— To be done —
Write the next part of the Cohu earnings call transcript below, starting right after its last sentence.

— Passage —
So I'll be a bit more bullish this time and say that we think we're going to be back in normal business environment for automotive sometime in 2021. I can't precisely say when, but I'll be a bit more bullish from where we stand today.
And our next question comes from Craig Ellis with B. Riley.
And congratulations on the real robust execution and totally getting to be reinstating normalized salaries for the team, given what you're doing with your execution. I wanted to start following up with a comment that you just made regarding Krish's question.
So my understanding is that Cohu has a very strong position in EV power and ADAS-related applications. So when we're thinking about the business' capability on a go-forward basis relative to its order intensity in either '18 or '19. Wouldn't we expect for something, for order intensity to actually be higher given how strong your position is in these 2 secular growth areas?
Craig, yes, this is Luis. Yes, I think that's the direction we expect the market to go. And ultimately, to grow. So to Krish's prior point, we think we'll be back to that quarterly rate sometime in 2021. We see the trajectory already from where we stand today. But beyond that, the electrification of the drive chain and the adoption of ADAS seems to be accelerating. So we think automotive has the potential to go beyond where we were a couple of years ago. I don't know if that then translates into 2022 or exactly the time frame.
But one thing is certain. The ramp in automotive now is -- and then we see on every order coming through now is very heavily centered around battery management systems, testing battery management devices or high-end microcontrollers, or if you could call it microprocessors that are power dissipative, therefore, for ADAS applications and also sensors that we believe are also related to ADAS applications in vehicles.
So yes, those are the segments of the automotive market that are coming back stronger. And I think we'll continue to propel growth here for the next several years in auto.
That's great, very helpful. And then, Jeff, just a clarification on gross margin in the quarter. The 44%, great to see the leverage. Were there any one-timers in that number? And if not, any implications for how we think about gross margins versus the target model going forward?
Craig, no. No one-timers in Q3, 44% gross margin. As a matter of fact, I would say we probably had some costs if -- some onetime costs that could have weighted down the gross margin a bit. But looking forward and modeling gross margin, the business model and the gross margin line is still largely accurate. So I would follow the gross margin at the different revenue levels in the current model. It's the operating expenses that need an update on the guidance, and that's where I came in with the $52 million on about $180 million, and then changing and fluctuating roughly about 10% of the change in sales.
Got it. Okay. And then very helpful to get some of the color regarding visibility into calendar '21. So Luis, as you look at calendar '21, can you just characterize where your visibility is relatively stronger, where you're more confident? And given how robust we're exiting the year versus normal seasonality, what are the implications for calendar 2Q and 3Q '21 seasonality from our exit velocity in calendar '20?
Okay. So let's take that -- those pieces then, Craig. So the strength that we see going into 2021 is -- I think it's very much aligned with what we've been talking about here for fourth quarter. The mobility, 5G deployment is going to continue into 2021 and beyond. I think it was Brian, Brian Chin, who even made the comment about unit sales, cell phone unit sales, which are finally projected to grow next year in addition to the further deployment of 5G technologies. So I think you compound the two, we're looking -- we're very optimistic for the mobility market, particularly RFICs, RFIC test.

— Supplied data —
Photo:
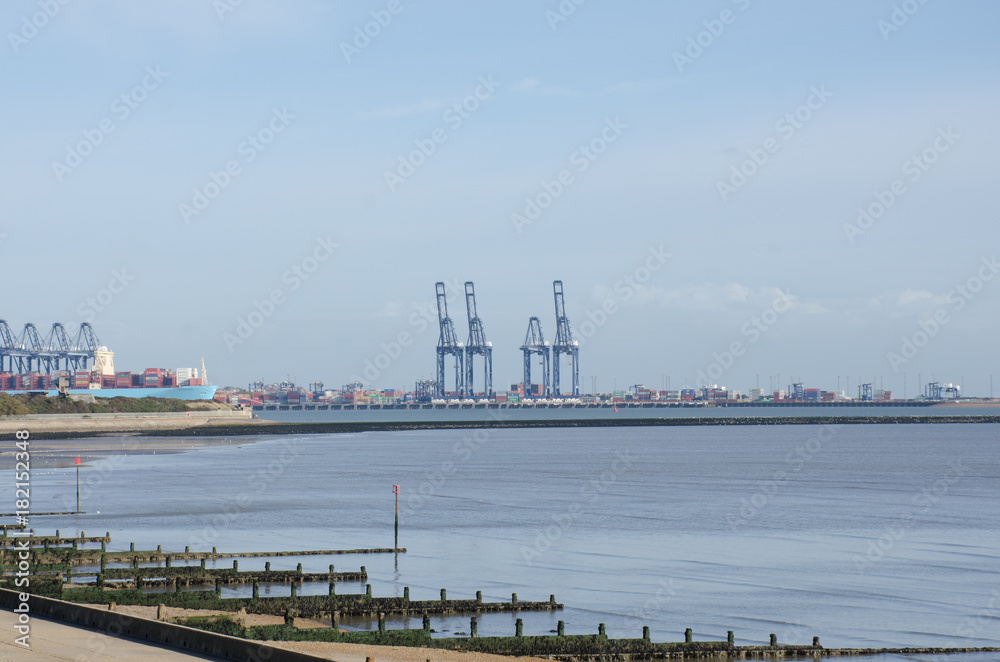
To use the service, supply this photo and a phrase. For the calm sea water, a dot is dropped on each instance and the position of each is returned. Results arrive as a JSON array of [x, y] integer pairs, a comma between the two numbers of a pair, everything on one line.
[[865, 535]]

— Solved problem —
We also have a lot of optimism about auto. As we just described here and talked about the EV and ADAS and sensors, that's another big area of driving growth and potentially here turning on faster as we see than we had originally anticipated. And another one of those sort of big trends that will continue to go for the next several years.
Seasonality becomes a tougher question to answer simply because we have normal times and semiconductor industry is usually anything short of normal. And we have 2 mega trends happening at the same time, which is this 5G technology deployment and then all these ADAS, EV deployment in automotive. So it gets hard to talk about seasonality when you have 2 big segments for semiconductors ramping at the same time. I don't have a clear view yet on seasonality for next year, Craig, and I'm going to have to defer that by another quarter and then comment a little bit more for next year.
That's totally understandable, Luis, and appreciate the color that you provided. Just regarding the points you made around multiple megatrends at play. In your experience, when was the last time you've seen dynamics this favorable for Cohu? If you look back at history, what would be a comparable point for you?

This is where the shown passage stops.